Photo object pointing entries:
* * *

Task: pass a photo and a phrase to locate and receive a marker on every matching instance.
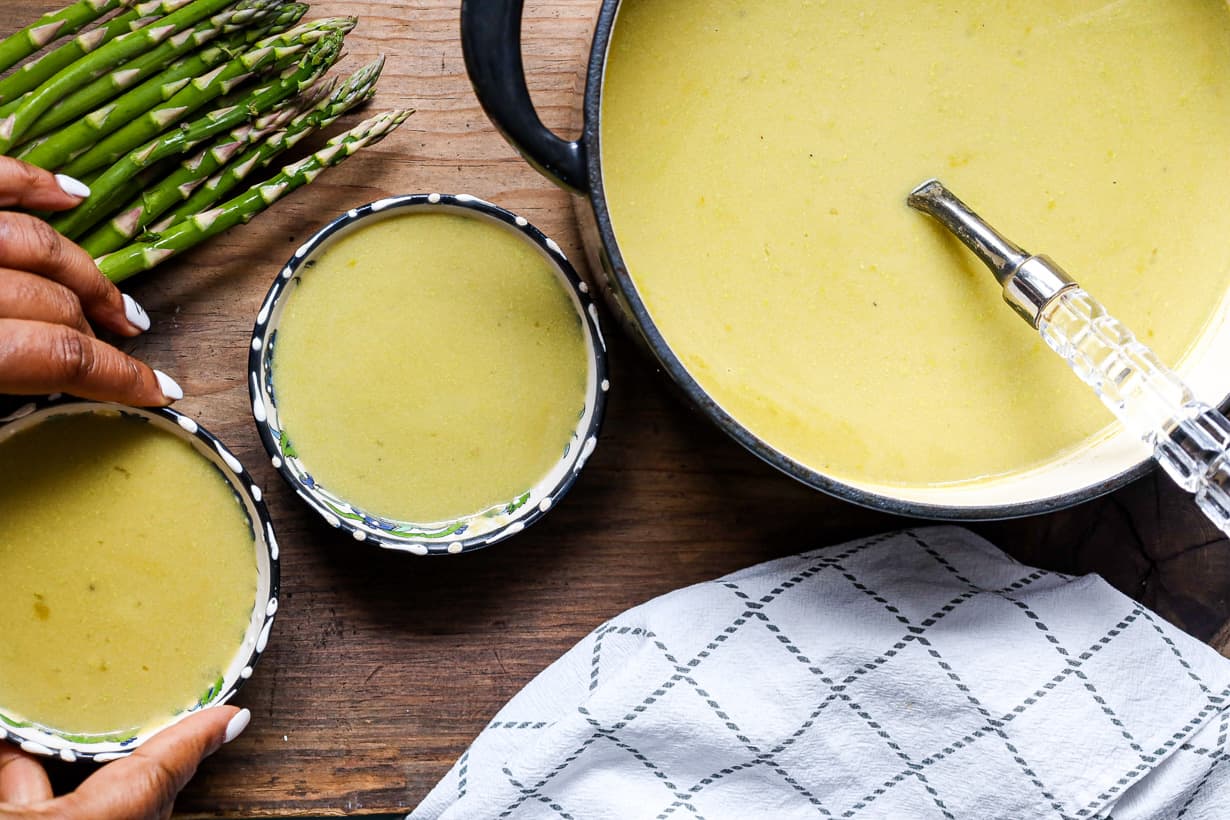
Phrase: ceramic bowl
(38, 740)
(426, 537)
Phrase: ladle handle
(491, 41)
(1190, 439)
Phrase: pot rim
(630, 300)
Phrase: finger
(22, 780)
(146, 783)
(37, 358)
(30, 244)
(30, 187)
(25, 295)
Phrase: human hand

* * *

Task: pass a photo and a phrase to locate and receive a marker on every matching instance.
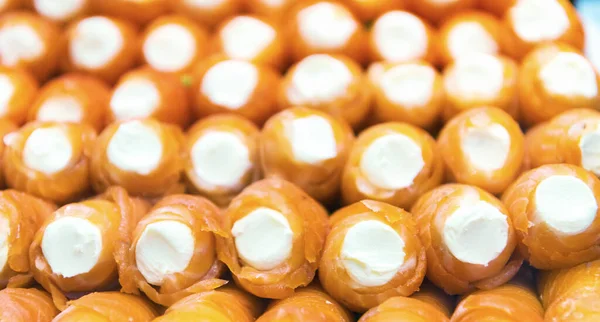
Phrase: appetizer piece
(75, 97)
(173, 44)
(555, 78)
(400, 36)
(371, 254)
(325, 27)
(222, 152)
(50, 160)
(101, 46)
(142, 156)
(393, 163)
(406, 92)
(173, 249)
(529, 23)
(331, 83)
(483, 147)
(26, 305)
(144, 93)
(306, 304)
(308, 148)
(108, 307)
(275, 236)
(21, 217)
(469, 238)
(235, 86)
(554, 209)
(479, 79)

* * *

Retype the entries above word for word, starting at the line that contains "Phrase: ladle handle" and ending at the line that contains "Phrase: human hand", with both of those lines included.

Phrase: ladle handle
(491, 41)
(1190, 439)
Phrase: pot rim
(630, 300)
Phrase: finger
(22, 780)
(146, 783)
(37, 358)
(30, 244)
(30, 187)
(25, 295)
Phrase: human hand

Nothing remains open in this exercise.